> **EXERCISE**
Locate each line in the records below that contains the word "foam", and copy every such line.
* BEGIN GIVEN RECORDS *
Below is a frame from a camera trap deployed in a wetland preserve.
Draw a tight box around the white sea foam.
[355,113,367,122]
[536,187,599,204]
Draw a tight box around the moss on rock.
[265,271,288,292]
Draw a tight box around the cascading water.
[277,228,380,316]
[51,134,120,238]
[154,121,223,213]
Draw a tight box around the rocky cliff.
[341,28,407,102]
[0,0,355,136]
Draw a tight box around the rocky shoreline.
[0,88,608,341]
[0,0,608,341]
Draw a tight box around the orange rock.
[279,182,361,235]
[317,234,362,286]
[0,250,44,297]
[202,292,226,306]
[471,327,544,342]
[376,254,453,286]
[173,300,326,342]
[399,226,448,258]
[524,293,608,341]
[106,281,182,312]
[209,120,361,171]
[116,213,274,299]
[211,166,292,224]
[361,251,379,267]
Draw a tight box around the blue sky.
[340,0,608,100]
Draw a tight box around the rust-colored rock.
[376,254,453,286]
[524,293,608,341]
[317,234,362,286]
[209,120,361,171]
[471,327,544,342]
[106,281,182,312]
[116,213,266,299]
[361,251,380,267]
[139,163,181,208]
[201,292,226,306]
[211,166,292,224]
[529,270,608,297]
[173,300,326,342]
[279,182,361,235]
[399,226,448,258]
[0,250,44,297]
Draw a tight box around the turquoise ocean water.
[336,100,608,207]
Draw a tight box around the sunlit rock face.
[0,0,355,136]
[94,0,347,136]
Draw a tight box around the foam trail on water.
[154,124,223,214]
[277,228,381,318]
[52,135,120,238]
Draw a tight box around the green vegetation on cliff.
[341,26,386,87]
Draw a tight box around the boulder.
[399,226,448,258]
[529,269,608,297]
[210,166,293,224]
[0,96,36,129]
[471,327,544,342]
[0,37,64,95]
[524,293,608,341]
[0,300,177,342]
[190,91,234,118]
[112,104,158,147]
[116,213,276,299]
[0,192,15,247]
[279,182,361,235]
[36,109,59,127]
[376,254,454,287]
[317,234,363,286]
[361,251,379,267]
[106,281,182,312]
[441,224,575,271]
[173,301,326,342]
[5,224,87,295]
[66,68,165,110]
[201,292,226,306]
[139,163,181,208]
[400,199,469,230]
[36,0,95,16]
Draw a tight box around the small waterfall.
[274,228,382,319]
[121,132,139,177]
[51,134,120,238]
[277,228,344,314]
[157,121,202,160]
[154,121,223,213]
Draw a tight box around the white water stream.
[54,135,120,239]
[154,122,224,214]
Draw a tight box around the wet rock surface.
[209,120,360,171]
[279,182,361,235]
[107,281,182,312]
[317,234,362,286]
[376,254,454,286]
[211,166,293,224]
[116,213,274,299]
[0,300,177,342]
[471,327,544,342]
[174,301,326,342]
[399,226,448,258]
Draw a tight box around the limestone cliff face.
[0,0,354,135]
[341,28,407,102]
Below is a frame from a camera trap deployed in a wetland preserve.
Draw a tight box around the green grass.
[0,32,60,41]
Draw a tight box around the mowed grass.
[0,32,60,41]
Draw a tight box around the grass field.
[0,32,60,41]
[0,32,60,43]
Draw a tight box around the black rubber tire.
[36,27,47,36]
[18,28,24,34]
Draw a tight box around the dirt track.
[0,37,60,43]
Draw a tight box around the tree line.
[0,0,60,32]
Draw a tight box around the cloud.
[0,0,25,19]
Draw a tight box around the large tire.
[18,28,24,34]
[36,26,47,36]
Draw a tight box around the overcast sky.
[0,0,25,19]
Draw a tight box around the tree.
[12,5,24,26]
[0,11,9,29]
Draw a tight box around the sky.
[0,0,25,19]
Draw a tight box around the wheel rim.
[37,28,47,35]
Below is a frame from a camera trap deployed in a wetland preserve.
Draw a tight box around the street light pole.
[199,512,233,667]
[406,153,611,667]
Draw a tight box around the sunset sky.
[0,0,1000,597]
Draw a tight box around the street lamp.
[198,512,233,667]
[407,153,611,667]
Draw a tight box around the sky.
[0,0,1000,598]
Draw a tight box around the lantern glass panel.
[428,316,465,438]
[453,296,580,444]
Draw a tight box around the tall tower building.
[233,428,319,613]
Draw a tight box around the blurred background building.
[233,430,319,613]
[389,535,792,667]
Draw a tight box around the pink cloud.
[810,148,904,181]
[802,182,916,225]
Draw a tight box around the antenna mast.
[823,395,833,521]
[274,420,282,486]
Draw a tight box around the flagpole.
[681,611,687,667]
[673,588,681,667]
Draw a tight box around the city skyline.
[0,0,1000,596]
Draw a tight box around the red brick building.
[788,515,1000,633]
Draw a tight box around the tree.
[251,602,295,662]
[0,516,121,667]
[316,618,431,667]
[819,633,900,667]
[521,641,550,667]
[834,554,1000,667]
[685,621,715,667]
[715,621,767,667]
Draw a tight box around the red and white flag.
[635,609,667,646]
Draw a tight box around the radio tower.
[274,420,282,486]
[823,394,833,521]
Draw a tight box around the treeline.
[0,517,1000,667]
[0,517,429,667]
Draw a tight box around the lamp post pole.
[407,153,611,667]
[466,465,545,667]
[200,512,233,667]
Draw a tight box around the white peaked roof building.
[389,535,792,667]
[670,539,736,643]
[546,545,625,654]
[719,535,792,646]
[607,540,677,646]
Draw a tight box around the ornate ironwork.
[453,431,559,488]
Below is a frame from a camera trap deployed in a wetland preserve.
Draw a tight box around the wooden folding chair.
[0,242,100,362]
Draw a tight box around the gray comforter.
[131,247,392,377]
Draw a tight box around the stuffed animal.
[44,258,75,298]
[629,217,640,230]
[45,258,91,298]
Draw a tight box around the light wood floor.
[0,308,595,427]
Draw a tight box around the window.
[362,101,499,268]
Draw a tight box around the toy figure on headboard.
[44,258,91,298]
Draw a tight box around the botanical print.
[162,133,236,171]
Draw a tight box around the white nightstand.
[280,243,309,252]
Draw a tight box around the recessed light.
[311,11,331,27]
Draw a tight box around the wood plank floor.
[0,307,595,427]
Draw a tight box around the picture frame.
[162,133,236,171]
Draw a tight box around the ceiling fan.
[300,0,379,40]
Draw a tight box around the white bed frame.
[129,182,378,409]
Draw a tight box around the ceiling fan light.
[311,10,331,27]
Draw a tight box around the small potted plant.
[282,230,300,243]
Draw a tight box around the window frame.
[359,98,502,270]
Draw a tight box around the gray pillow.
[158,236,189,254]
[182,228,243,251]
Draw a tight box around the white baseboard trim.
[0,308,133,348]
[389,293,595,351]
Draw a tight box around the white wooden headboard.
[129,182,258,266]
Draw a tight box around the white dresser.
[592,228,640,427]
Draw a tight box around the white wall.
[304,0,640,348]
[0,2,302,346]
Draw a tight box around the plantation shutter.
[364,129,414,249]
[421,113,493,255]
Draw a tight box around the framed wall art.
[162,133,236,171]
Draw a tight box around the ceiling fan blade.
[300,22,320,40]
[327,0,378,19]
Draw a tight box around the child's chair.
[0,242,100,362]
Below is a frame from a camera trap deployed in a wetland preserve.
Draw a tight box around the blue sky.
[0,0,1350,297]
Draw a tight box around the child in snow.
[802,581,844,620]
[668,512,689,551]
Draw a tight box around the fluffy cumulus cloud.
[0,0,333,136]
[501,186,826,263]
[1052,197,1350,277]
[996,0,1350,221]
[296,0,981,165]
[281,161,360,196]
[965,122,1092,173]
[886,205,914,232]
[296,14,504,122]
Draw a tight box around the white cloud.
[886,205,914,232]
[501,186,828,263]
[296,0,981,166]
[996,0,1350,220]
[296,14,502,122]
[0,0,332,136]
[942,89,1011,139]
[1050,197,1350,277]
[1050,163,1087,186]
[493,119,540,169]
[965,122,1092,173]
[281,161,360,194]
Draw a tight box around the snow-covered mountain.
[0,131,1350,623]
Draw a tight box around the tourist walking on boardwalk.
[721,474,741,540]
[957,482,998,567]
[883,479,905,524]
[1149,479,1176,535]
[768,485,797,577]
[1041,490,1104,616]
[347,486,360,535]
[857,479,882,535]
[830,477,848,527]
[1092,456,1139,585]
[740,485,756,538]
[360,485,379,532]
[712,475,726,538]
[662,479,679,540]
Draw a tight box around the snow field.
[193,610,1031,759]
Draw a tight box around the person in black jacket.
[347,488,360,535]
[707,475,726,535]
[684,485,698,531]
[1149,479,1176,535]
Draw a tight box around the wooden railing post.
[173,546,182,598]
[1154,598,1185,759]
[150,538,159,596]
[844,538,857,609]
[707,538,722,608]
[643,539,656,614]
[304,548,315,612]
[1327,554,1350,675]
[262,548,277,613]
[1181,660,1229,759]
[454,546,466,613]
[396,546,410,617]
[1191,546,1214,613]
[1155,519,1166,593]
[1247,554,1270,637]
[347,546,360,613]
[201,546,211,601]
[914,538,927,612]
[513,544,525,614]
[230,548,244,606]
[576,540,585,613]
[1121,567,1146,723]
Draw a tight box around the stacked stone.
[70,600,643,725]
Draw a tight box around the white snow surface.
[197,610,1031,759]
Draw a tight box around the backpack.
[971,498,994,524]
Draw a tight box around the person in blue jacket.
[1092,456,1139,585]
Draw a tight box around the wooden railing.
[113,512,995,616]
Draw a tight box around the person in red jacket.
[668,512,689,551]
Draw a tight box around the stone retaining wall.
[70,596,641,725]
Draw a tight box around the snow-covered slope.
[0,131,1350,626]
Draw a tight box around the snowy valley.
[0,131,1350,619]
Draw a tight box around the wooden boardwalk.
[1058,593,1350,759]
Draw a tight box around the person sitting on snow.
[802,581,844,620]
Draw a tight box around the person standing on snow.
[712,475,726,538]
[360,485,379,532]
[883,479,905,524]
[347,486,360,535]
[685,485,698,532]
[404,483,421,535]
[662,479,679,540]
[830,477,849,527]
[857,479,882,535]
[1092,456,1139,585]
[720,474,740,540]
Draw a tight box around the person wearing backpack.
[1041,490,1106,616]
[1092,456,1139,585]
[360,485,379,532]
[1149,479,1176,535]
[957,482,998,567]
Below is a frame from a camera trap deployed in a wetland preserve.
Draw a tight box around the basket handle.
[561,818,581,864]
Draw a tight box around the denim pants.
* END GIVEN RECORDS *
> **ANSWER TO THIS TASK**
Draw a tight box around the white sea foam.
Draw a tight box around the foam trail on water.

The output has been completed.